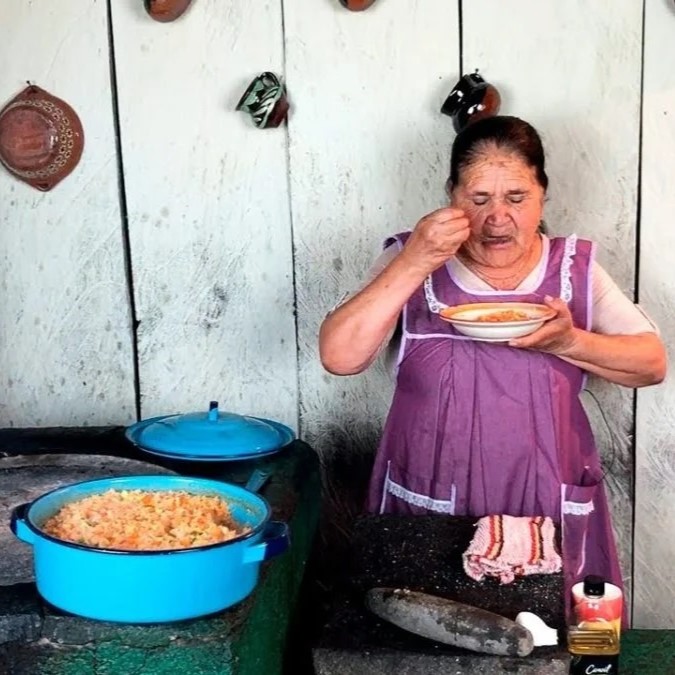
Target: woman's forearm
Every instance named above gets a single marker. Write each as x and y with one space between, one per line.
628 360
351 336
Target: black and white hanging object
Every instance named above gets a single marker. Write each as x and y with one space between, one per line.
471 99
265 101
357 5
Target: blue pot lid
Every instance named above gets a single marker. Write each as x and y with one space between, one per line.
212 435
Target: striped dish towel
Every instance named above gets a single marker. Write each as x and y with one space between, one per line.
507 547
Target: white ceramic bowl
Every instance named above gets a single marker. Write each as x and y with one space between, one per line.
470 320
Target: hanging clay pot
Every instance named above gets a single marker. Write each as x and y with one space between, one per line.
265 101
356 5
41 138
166 10
471 99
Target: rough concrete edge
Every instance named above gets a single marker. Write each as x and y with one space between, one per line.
383 660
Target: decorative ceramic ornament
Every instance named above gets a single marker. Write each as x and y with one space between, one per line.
265 101
166 10
41 138
356 5
471 99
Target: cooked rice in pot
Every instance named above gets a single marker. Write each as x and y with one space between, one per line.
144 520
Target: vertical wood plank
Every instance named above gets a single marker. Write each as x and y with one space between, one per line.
655 457
369 155
65 335
208 210
572 69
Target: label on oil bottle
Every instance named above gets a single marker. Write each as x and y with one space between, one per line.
594 665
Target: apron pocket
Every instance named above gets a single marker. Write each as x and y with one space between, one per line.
408 494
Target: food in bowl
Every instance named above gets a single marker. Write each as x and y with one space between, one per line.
497 321
144 520
503 316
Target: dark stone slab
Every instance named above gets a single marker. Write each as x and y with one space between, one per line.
423 553
247 639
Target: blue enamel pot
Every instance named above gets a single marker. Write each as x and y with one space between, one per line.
150 586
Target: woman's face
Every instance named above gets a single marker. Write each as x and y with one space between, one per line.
504 201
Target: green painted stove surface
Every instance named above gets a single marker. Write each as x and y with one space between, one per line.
248 639
647 652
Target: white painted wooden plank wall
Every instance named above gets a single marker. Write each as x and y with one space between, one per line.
368 157
655 429
65 335
572 69
208 210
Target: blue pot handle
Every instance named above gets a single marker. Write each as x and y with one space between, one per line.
275 541
19 526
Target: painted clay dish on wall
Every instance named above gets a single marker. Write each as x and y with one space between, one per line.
166 10
41 138
356 5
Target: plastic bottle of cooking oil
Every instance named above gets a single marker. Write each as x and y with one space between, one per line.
594 640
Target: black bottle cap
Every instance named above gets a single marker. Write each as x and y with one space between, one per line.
594 586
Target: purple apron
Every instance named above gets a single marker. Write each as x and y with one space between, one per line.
480 429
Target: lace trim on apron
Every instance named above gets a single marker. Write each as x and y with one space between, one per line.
417 499
577 508
432 301
566 292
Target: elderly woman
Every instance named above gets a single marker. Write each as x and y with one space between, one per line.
481 428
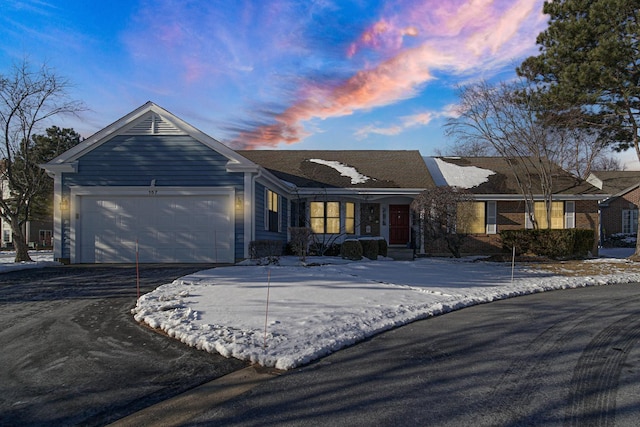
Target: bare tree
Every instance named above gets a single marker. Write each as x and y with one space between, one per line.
504 117
445 214
608 163
29 98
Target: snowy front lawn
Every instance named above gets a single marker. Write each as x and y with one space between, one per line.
288 315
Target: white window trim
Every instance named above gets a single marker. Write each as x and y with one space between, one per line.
492 217
266 209
628 217
569 214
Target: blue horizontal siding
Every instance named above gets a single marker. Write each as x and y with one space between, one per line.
261 233
170 160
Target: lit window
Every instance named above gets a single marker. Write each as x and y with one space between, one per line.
557 214
629 221
272 222
471 218
325 217
349 218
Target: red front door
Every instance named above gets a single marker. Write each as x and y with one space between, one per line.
399 225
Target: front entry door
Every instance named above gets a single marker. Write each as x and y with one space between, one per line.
399 225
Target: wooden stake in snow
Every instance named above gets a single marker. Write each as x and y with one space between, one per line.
513 262
266 314
137 271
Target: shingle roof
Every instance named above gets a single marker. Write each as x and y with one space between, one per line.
614 182
503 180
345 168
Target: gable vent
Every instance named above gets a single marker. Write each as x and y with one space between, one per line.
153 124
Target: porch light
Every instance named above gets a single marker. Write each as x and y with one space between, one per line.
64 204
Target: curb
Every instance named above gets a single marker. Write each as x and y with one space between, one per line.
190 404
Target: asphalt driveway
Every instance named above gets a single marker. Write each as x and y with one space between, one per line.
72 353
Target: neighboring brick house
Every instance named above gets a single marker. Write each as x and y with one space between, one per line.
500 204
619 210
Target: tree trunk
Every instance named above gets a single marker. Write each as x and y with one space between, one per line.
19 242
636 255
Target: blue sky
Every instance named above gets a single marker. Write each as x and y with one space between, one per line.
288 74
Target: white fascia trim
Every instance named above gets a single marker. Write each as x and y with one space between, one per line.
268 180
234 166
71 167
536 197
150 190
360 191
127 121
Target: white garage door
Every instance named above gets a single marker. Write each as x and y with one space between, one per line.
167 229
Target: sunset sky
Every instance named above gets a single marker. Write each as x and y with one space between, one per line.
298 74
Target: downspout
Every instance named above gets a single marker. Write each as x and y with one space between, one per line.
249 209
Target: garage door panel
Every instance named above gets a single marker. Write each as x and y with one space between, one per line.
168 229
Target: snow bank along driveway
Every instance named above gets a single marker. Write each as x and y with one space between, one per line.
288 315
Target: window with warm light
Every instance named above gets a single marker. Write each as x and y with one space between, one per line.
325 217
272 220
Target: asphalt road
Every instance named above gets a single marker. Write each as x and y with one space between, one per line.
71 353
557 358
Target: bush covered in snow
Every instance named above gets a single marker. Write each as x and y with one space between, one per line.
567 243
351 249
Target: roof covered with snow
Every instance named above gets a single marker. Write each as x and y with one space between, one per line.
345 169
615 182
495 175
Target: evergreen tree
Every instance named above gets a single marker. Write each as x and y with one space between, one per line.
588 68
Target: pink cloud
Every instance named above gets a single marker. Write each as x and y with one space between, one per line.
407 122
476 35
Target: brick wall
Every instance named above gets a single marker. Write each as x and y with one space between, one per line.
612 214
511 216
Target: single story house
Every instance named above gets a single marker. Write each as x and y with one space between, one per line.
152 187
500 205
619 209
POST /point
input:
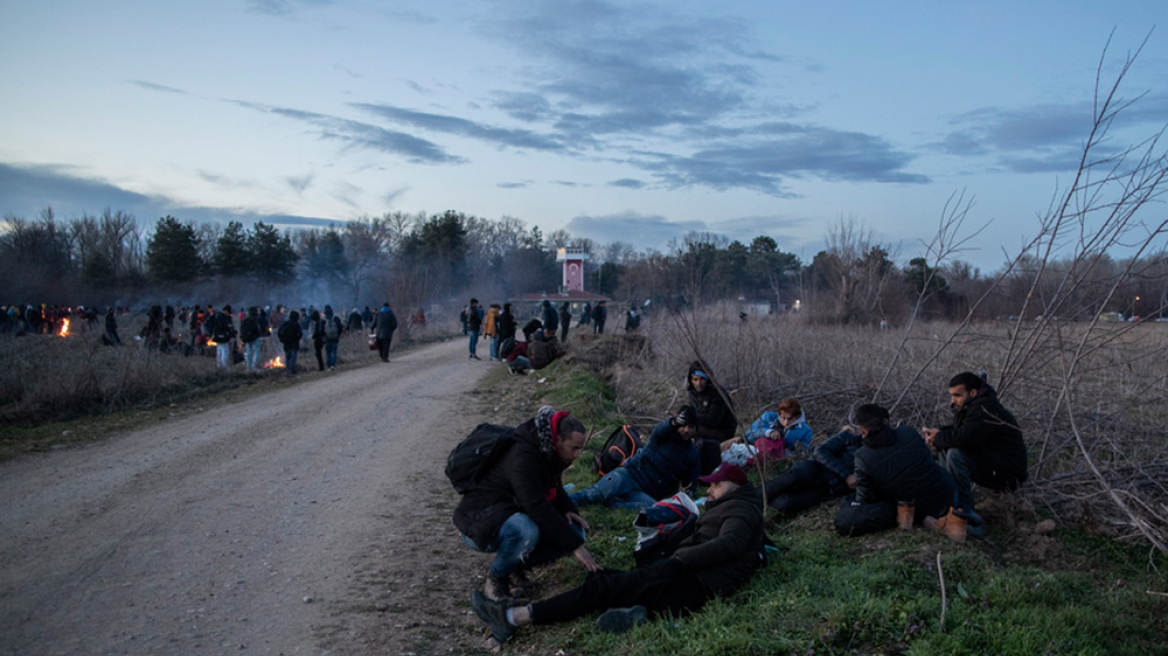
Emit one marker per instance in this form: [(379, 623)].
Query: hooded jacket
[(727, 545), (715, 418), (987, 431), (523, 480), (668, 459), (895, 465)]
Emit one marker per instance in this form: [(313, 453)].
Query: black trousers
[(804, 486), (664, 588)]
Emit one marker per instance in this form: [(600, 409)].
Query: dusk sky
[(633, 121)]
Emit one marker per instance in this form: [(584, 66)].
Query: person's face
[(570, 447), (959, 397), (721, 488)]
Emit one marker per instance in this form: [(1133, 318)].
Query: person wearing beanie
[(668, 461), (723, 552)]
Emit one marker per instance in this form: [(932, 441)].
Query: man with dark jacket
[(716, 421), (249, 334), (290, 335), (722, 553), (668, 461), (894, 466), (827, 474), (984, 445), (520, 511), (383, 327)]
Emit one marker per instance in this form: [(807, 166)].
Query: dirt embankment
[(312, 520)]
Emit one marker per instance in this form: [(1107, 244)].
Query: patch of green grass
[(825, 594)]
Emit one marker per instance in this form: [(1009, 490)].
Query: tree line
[(417, 259)]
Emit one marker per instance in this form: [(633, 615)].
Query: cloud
[(159, 88), (1045, 138), (627, 183), (300, 183), (463, 127), (25, 190), (363, 135)]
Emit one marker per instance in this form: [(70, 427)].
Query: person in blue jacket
[(668, 461)]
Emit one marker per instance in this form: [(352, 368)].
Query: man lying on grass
[(723, 552)]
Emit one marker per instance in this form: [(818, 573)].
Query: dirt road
[(311, 520)]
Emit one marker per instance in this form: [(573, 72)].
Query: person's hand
[(576, 520), (585, 558)]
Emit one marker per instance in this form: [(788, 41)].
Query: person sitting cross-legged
[(722, 553), (668, 461)]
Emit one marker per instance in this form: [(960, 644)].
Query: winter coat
[(474, 319), (667, 460), (290, 334), (896, 465), (727, 545), (836, 458), (523, 480), (491, 323), (249, 329), (715, 418), (507, 326), (384, 323), (550, 318), (987, 431)]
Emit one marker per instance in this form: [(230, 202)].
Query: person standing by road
[(383, 326)]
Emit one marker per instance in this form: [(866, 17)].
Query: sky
[(632, 121)]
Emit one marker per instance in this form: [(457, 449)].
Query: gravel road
[(308, 520)]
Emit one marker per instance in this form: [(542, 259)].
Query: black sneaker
[(494, 615), (620, 620)]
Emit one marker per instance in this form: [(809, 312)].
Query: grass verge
[(1012, 593)]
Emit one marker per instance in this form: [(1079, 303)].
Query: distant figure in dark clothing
[(111, 329), (585, 314), (550, 319), (565, 320), (290, 335), (317, 327), (383, 327), (599, 315)]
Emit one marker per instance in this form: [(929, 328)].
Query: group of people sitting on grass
[(887, 475)]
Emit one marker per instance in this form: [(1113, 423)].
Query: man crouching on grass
[(723, 552)]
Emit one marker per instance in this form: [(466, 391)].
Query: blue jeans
[(515, 539), (616, 489), (290, 356)]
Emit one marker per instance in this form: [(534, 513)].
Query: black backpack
[(473, 456), (620, 446)]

Instructions for the task:
Scan the records above, then copy out each line that mentions "bottle".

Response to the task:
Target: label on oil bottle
Target: plastic bottle of cooking oil
Target: black bottle cap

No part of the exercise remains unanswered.